━━━━━ Record excerpts ━━━━━
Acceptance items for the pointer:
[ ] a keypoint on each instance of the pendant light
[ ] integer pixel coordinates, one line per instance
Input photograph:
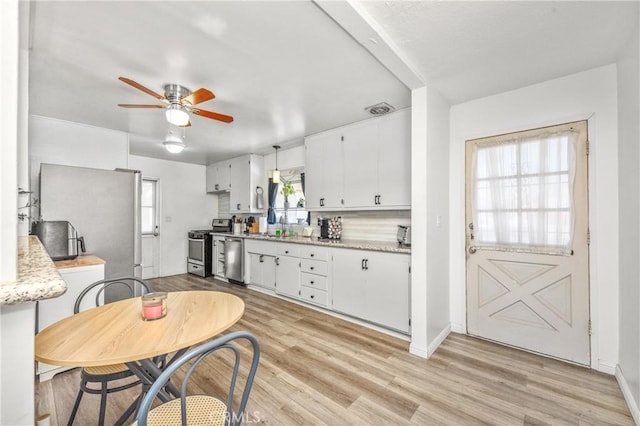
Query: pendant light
(275, 175)
(174, 143)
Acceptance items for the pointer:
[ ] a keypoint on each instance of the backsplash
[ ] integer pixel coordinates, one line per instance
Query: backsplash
(378, 225)
(366, 225)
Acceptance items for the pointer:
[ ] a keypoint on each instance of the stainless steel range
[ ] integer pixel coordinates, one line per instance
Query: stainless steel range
(199, 259)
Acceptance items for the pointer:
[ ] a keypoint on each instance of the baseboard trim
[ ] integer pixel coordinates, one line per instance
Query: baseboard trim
(435, 344)
(628, 396)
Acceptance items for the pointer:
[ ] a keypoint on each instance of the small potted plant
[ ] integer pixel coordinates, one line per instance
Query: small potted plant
(287, 189)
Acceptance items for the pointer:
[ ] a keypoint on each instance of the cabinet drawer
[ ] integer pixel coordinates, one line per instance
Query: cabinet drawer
(314, 281)
(314, 296)
(315, 253)
(288, 250)
(313, 266)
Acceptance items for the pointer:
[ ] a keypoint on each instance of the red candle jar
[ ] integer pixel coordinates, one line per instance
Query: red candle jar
(154, 305)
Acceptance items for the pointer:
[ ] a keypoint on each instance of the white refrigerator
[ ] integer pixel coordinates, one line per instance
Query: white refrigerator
(103, 206)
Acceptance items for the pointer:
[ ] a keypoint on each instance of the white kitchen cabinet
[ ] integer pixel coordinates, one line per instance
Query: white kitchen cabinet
(373, 286)
(314, 275)
(218, 176)
(324, 170)
(246, 173)
(377, 160)
(262, 270)
(288, 271)
(89, 269)
(217, 262)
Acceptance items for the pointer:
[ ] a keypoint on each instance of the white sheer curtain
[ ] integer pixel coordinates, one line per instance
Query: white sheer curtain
(522, 192)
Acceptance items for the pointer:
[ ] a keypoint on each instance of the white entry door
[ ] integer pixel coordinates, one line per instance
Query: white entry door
(527, 240)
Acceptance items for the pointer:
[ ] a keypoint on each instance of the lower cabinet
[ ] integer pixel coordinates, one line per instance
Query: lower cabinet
(373, 286)
(262, 270)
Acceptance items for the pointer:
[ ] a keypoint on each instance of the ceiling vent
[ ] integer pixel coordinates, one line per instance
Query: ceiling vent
(380, 109)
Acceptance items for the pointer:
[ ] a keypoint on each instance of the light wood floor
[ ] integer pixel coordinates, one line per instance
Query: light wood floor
(316, 369)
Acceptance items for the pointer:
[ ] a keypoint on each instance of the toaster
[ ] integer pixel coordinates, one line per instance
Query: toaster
(404, 235)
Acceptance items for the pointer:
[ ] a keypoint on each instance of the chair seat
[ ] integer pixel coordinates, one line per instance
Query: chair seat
(201, 410)
(102, 370)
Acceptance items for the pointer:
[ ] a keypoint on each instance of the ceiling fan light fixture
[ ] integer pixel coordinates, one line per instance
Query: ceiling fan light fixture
(174, 144)
(177, 115)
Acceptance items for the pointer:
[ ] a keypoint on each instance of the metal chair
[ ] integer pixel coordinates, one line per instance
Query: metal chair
(104, 374)
(201, 409)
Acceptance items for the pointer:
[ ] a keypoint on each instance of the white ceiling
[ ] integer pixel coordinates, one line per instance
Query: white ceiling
(286, 69)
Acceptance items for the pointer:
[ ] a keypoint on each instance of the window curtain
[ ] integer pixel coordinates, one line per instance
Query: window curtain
(273, 192)
(522, 193)
(302, 180)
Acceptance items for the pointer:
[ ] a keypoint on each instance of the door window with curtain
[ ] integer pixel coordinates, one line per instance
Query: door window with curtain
(522, 192)
(149, 210)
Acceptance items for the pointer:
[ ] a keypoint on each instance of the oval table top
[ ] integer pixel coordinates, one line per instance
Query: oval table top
(116, 333)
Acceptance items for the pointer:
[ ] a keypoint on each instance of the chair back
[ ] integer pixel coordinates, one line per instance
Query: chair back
(198, 355)
(132, 286)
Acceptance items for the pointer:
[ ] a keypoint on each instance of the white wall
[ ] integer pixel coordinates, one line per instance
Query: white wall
(629, 181)
(436, 217)
(73, 144)
(184, 205)
(587, 94)
(16, 322)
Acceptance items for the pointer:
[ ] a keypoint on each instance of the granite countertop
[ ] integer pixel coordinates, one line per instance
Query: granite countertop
(343, 243)
(37, 276)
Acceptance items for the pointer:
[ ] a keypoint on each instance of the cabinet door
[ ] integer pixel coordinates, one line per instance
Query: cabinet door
(394, 160)
(360, 150)
(314, 175)
(269, 272)
(387, 294)
(288, 276)
(239, 181)
(255, 268)
(211, 178)
(347, 283)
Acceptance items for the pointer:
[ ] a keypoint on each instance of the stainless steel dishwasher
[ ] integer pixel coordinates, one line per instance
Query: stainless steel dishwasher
(233, 252)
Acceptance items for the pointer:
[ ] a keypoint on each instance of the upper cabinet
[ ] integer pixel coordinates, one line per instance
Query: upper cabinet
(323, 170)
(246, 173)
(362, 166)
(218, 176)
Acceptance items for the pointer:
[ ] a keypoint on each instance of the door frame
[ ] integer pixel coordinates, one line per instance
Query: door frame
(457, 294)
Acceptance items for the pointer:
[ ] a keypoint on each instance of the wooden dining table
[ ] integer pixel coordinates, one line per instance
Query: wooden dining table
(116, 333)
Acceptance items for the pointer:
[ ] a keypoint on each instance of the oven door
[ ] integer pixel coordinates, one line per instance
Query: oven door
(196, 251)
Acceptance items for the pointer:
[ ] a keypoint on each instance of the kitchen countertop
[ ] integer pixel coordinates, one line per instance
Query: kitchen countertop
(37, 276)
(86, 260)
(343, 243)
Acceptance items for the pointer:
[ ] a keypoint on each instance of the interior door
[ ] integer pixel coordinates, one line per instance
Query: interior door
(527, 241)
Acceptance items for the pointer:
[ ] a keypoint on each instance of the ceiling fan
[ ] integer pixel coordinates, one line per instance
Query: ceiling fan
(178, 101)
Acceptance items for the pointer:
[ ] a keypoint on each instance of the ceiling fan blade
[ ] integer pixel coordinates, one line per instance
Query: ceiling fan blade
(141, 87)
(213, 115)
(140, 106)
(200, 95)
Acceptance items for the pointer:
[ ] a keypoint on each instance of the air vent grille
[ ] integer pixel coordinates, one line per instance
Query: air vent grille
(380, 109)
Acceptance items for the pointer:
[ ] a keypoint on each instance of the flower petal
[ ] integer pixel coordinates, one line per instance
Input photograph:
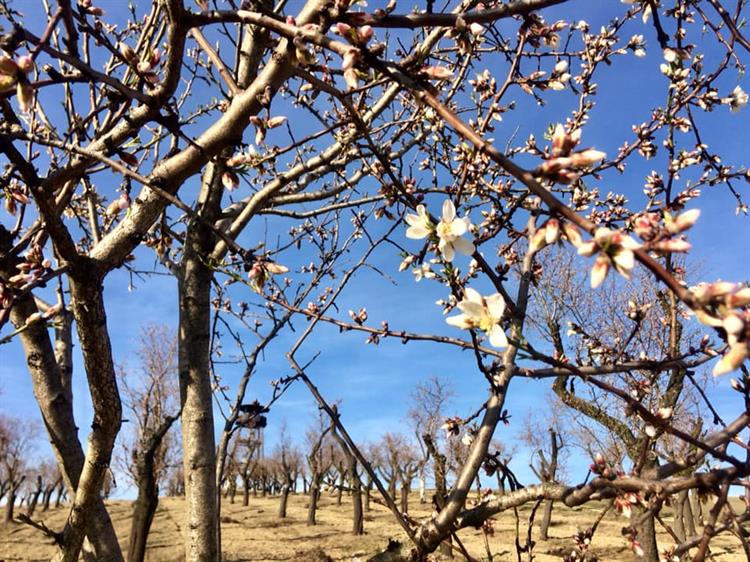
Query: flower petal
(473, 296)
(449, 211)
(447, 250)
(460, 321)
(464, 246)
(417, 231)
(495, 305)
(457, 227)
(471, 309)
(497, 337)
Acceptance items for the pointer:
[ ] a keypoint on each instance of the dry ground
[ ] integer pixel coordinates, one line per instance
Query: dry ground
(255, 533)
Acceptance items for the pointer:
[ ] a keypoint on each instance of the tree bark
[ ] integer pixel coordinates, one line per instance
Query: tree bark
(647, 538)
(51, 371)
(144, 509)
(147, 501)
(194, 366)
(87, 303)
(34, 498)
(10, 504)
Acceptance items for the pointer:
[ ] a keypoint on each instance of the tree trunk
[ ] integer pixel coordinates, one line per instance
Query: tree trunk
(60, 495)
(679, 518)
(314, 495)
(688, 514)
(697, 510)
(10, 505)
(285, 489)
(546, 520)
(245, 492)
(647, 538)
(404, 497)
(196, 396)
(368, 489)
(144, 509)
(46, 498)
(87, 302)
(340, 491)
(34, 499)
(51, 371)
(358, 521)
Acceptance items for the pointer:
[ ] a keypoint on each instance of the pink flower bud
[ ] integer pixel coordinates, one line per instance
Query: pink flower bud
(437, 72)
(8, 66)
(25, 95)
(599, 271)
(230, 180)
(25, 64)
(274, 122)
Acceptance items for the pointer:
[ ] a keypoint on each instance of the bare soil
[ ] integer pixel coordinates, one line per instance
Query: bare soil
(255, 533)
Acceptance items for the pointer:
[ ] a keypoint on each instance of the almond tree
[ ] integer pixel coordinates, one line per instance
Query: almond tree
(151, 398)
(405, 130)
(16, 442)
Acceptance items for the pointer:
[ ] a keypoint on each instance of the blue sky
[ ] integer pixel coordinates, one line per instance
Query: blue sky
(374, 383)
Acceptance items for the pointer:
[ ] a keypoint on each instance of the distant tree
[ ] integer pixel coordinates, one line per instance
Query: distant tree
(427, 414)
(287, 458)
(16, 444)
(352, 475)
(151, 398)
(319, 460)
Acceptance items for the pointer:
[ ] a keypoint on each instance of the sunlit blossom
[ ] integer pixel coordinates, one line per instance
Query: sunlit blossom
(614, 248)
(420, 225)
(450, 230)
(483, 313)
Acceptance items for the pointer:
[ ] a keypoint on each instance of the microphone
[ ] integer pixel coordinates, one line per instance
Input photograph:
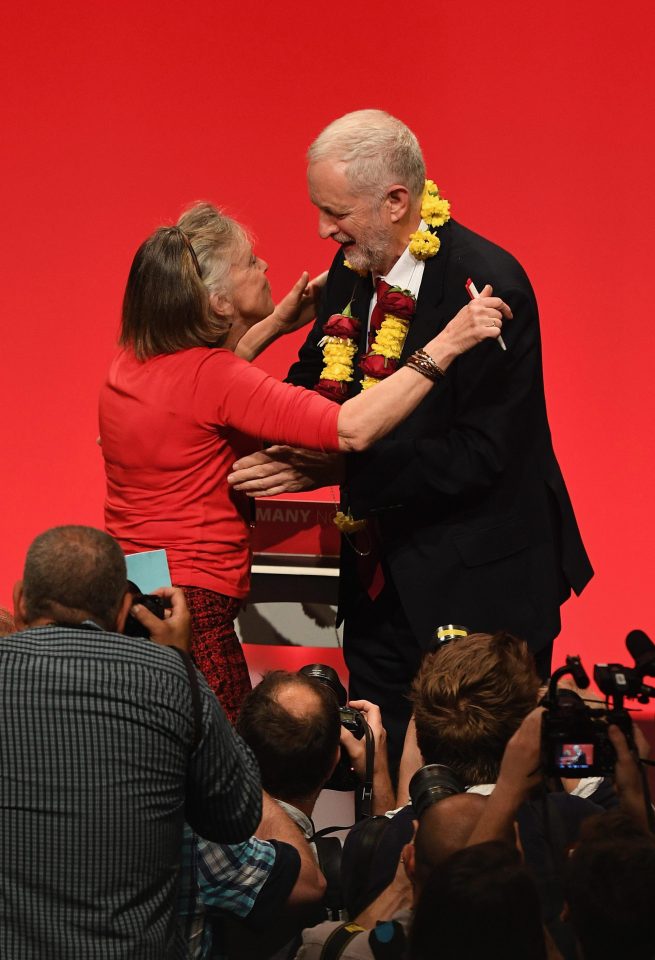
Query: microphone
(642, 650)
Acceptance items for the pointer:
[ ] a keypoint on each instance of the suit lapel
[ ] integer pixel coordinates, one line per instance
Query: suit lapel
(360, 307)
(428, 319)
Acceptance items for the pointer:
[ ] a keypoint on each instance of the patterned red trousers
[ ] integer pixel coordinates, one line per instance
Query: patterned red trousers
(215, 647)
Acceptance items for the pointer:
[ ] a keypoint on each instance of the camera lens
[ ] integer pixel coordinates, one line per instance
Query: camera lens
(431, 784)
(447, 632)
(329, 676)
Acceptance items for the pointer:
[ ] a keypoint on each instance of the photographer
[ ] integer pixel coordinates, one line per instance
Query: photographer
(106, 758)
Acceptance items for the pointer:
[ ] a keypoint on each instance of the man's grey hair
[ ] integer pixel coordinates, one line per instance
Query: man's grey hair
(73, 574)
(378, 150)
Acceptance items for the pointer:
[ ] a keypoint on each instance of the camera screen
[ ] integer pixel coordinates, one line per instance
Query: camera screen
(575, 756)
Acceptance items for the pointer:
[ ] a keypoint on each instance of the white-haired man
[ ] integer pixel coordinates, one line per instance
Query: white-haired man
(469, 520)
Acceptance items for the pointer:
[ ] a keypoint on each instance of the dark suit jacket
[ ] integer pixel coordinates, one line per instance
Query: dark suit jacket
(476, 526)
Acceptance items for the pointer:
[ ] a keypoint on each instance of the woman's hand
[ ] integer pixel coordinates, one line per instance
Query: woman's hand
(294, 311)
(299, 306)
(481, 319)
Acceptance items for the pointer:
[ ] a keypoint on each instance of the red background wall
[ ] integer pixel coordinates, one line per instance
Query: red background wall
(535, 124)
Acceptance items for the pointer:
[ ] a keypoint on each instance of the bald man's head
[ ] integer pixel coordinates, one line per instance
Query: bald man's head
(291, 723)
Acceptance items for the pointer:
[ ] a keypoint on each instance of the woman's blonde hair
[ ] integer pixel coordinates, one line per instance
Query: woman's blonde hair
(166, 306)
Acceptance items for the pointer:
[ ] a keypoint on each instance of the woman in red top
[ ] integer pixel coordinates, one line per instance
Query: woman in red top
(179, 407)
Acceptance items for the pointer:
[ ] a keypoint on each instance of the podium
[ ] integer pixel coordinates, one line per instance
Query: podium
(295, 572)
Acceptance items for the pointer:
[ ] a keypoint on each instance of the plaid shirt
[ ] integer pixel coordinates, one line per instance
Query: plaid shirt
(96, 733)
(217, 876)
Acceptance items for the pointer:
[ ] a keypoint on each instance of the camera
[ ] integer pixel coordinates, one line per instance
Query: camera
(575, 741)
(343, 778)
(153, 603)
(350, 718)
(444, 634)
(430, 784)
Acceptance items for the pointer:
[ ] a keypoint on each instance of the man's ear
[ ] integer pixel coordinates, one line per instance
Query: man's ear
(337, 757)
(123, 611)
(398, 202)
(20, 611)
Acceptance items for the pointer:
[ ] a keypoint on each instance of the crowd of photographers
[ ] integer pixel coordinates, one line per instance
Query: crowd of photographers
(138, 823)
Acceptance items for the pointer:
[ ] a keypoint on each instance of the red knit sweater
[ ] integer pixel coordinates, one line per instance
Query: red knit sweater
(171, 428)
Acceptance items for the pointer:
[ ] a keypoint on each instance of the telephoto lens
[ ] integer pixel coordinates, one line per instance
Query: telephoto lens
(432, 783)
(329, 676)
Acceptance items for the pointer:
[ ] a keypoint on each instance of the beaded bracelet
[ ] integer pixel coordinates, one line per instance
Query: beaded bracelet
(423, 363)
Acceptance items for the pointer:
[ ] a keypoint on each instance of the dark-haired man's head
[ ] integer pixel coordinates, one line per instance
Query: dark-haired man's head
(481, 902)
(469, 698)
(73, 574)
(291, 723)
(609, 883)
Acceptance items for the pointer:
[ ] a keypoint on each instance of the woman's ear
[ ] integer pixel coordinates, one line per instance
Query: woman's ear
(221, 306)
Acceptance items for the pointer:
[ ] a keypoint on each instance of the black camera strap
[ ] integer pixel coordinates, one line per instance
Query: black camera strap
(366, 801)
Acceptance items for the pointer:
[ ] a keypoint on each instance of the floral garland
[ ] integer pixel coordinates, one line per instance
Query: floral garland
(389, 323)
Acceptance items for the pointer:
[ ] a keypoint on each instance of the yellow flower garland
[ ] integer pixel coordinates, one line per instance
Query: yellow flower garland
(339, 352)
(390, 337)
(435, 211)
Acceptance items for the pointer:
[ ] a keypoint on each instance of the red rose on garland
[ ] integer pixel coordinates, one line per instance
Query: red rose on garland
(398, 302)
(373, 365)
(341, 325)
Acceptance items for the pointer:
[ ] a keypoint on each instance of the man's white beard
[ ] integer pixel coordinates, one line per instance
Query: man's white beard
(374, 254)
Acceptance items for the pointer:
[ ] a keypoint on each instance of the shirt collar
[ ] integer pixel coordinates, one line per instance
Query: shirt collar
(407, 271)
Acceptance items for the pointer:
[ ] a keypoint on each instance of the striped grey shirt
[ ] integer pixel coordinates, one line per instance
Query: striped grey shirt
(97, 775)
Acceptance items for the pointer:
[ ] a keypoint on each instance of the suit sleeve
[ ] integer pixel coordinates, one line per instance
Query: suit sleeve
(488, 395)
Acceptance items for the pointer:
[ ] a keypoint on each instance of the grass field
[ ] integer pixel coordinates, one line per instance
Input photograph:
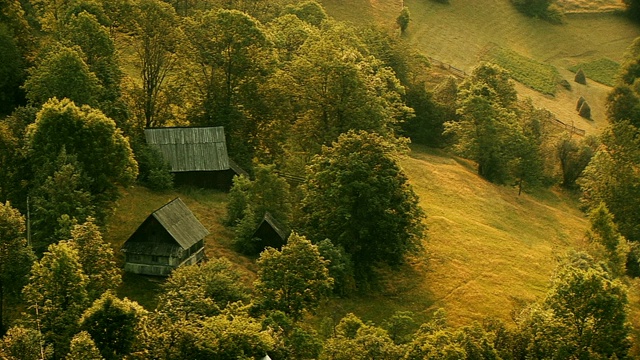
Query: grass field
(488, 251)
(534, 74)
(604, 71)
(458, 32)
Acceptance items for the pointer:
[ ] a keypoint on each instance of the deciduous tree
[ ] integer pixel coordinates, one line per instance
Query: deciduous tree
(358, 197)
(57, 295)
(112, 324)
(83, 347)
(16, 258)
(102, 152)
(97, 259)
(197, 291)
(293, 280)
(61, 72)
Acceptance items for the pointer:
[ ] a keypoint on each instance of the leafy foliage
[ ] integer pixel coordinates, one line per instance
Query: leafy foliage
━━━━━
◆ Written task:
Extract every line of the material above that contains the word "rose", copying each line in full.

◆ Result for this task:
[ ] a keypoint on each instance of the red rose on garland
Query: red rose on garland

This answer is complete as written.